Direction — Copy out every line below that contains the string "facade". Matches must have the same case.

Task data —
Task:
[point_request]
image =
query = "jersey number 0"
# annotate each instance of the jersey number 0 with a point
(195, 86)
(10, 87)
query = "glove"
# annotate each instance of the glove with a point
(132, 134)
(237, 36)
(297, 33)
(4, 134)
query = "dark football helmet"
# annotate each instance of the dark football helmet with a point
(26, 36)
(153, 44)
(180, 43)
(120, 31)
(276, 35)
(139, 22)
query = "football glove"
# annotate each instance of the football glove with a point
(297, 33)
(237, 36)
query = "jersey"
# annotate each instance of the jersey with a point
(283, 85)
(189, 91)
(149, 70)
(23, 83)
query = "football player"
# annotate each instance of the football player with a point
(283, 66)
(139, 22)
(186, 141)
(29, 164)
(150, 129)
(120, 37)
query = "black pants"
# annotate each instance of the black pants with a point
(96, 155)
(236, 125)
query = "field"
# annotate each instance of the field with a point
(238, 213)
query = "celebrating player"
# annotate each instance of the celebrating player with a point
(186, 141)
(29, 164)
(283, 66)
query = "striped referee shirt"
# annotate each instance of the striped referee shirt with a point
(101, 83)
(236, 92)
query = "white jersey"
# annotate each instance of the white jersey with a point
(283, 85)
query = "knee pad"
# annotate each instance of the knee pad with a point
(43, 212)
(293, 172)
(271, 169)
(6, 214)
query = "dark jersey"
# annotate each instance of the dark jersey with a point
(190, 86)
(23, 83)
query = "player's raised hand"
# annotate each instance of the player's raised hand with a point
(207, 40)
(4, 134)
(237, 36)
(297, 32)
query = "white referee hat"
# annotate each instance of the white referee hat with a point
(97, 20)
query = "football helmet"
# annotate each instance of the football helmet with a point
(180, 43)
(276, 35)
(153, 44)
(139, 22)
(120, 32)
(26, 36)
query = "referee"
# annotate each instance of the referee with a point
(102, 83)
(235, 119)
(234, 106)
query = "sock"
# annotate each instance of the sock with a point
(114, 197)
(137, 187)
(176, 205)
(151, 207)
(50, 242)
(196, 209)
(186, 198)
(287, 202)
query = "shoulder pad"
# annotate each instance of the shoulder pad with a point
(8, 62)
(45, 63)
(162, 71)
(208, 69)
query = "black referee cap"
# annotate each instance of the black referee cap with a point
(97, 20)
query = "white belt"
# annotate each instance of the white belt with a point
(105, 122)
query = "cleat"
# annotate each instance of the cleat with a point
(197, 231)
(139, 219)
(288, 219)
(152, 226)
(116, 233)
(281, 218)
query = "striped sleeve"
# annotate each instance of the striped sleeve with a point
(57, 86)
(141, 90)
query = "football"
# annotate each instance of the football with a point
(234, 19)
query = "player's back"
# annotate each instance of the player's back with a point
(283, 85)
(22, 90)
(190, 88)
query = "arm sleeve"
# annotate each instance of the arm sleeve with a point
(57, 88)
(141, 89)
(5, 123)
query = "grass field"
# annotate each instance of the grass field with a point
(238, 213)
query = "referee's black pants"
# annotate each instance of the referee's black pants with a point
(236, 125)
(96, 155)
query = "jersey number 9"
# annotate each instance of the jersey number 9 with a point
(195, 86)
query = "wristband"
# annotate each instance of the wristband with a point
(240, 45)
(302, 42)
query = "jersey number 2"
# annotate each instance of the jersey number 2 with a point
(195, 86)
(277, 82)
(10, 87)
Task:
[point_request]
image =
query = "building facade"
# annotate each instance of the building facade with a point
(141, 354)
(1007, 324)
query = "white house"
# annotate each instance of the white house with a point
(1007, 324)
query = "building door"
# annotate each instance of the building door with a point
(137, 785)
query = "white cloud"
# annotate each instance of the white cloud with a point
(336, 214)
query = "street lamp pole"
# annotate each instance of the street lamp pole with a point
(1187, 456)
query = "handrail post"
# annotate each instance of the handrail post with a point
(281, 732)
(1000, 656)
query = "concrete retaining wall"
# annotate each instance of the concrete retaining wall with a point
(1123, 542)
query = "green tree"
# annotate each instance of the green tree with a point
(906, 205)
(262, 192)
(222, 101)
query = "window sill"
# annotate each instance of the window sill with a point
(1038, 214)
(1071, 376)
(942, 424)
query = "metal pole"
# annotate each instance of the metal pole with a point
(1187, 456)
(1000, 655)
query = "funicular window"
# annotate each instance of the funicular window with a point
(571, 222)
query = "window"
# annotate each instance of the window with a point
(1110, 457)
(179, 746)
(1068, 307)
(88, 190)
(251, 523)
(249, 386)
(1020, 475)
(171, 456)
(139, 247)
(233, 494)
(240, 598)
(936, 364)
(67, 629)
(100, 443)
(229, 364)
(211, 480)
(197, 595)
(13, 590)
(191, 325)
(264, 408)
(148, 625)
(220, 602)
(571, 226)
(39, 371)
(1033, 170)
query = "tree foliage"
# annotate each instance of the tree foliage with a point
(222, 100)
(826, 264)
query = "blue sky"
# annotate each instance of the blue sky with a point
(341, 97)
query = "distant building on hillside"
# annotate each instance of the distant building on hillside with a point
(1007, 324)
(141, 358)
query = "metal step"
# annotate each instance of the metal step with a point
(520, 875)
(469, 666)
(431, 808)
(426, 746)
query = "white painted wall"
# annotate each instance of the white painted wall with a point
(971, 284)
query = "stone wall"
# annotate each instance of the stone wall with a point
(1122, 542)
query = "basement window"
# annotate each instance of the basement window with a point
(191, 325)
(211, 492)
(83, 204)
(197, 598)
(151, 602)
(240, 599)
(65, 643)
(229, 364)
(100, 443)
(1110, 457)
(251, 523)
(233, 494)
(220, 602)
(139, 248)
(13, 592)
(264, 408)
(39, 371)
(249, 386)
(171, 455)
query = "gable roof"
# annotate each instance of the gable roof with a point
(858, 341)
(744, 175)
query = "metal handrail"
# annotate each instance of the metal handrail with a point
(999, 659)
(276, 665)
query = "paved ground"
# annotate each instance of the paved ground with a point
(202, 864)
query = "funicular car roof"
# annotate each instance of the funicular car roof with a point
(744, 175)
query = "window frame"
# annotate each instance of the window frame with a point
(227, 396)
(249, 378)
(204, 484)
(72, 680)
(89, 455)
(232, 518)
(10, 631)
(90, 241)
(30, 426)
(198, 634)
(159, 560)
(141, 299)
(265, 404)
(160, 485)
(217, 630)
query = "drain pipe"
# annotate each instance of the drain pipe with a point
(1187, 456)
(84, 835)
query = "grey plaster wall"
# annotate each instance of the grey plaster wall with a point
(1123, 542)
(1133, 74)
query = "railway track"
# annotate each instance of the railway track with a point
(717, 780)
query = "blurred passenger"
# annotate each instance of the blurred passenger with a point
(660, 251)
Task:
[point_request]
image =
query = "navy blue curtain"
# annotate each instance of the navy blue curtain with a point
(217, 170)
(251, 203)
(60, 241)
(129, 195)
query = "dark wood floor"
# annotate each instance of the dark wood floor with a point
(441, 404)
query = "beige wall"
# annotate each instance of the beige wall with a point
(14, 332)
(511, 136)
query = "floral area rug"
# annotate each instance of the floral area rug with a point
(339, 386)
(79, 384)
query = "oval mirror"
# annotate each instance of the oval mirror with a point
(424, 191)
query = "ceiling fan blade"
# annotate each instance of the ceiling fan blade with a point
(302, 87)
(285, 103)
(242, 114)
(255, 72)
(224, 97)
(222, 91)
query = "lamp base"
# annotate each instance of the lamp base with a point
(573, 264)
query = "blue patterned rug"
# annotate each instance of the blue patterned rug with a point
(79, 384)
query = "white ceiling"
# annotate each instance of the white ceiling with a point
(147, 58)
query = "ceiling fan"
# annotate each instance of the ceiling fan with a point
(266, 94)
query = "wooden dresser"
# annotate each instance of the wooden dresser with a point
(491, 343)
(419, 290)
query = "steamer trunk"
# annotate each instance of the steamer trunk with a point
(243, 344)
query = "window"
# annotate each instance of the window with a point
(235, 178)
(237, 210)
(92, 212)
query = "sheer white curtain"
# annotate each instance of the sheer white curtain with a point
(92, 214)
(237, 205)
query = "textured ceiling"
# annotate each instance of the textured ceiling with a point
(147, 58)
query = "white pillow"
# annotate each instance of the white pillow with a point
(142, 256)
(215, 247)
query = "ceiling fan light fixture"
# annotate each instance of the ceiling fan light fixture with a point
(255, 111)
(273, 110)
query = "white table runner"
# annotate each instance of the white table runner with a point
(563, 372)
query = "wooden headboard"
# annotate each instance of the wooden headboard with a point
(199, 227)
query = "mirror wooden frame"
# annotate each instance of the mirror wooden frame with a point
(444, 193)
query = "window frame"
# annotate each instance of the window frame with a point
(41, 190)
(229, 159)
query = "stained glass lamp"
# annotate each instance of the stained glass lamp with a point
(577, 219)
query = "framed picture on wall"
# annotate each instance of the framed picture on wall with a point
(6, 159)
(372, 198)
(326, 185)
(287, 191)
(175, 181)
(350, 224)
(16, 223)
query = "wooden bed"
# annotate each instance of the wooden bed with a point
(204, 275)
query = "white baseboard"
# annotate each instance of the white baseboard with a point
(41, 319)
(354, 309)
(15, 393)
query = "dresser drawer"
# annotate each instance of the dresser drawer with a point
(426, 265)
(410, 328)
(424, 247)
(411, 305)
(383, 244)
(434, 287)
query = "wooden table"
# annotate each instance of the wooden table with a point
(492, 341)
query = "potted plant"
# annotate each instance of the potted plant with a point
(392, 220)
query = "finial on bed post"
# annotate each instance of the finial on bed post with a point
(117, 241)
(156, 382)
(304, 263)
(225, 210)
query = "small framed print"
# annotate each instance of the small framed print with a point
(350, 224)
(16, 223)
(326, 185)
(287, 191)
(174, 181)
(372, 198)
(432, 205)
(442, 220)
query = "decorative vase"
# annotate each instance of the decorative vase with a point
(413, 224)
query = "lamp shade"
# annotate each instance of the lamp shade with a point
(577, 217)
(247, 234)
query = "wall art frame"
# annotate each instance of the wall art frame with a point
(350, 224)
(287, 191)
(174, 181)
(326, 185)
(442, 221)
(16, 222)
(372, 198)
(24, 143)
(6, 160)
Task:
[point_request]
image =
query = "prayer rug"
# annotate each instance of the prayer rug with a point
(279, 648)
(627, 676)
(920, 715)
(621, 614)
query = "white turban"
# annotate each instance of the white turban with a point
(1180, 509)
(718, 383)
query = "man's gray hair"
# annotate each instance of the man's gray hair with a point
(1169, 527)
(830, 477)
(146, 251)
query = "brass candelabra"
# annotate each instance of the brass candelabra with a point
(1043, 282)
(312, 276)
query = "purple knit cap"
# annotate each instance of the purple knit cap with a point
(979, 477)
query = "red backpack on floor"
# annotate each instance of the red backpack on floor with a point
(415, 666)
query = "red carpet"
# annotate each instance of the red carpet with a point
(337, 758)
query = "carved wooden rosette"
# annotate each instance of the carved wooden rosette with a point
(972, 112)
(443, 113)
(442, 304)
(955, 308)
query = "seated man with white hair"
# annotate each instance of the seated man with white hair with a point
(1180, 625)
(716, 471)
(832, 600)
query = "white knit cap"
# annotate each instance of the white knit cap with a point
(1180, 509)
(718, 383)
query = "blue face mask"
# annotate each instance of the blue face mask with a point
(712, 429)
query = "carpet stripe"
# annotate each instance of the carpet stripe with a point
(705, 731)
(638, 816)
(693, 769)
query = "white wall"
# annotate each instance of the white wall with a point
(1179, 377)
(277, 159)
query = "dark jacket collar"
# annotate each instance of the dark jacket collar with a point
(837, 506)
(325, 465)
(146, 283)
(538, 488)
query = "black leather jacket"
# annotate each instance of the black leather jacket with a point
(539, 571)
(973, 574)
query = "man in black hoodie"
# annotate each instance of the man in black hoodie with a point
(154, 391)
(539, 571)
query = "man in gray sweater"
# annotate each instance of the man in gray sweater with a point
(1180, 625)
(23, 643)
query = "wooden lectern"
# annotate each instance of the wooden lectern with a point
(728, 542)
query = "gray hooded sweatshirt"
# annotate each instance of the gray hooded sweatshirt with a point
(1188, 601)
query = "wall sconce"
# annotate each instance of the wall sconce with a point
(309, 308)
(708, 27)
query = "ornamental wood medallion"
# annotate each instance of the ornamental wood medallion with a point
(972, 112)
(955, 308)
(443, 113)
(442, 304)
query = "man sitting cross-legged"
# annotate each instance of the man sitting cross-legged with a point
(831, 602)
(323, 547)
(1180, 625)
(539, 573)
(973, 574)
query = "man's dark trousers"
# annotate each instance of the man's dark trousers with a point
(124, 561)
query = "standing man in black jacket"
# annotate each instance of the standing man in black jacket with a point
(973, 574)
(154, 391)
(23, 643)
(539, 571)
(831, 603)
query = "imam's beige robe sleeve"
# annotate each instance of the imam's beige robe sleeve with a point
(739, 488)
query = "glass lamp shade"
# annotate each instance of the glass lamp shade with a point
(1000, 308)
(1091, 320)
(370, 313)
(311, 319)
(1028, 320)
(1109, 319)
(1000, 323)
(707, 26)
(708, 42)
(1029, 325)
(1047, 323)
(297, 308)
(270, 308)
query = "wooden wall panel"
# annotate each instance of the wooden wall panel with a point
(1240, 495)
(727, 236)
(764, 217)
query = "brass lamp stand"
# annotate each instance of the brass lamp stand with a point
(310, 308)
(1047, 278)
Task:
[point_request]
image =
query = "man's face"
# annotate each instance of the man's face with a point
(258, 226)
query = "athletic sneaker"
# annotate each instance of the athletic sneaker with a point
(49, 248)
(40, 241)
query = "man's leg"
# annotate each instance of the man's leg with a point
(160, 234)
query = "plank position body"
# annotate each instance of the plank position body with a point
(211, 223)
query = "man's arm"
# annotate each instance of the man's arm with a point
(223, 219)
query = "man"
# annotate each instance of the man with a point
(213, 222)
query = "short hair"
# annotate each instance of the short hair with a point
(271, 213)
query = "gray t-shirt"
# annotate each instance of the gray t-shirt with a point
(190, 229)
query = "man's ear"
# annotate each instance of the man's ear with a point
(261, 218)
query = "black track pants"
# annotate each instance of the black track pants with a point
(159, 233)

The response —
query = "building facade"
# annotate each instance of the building facade with a point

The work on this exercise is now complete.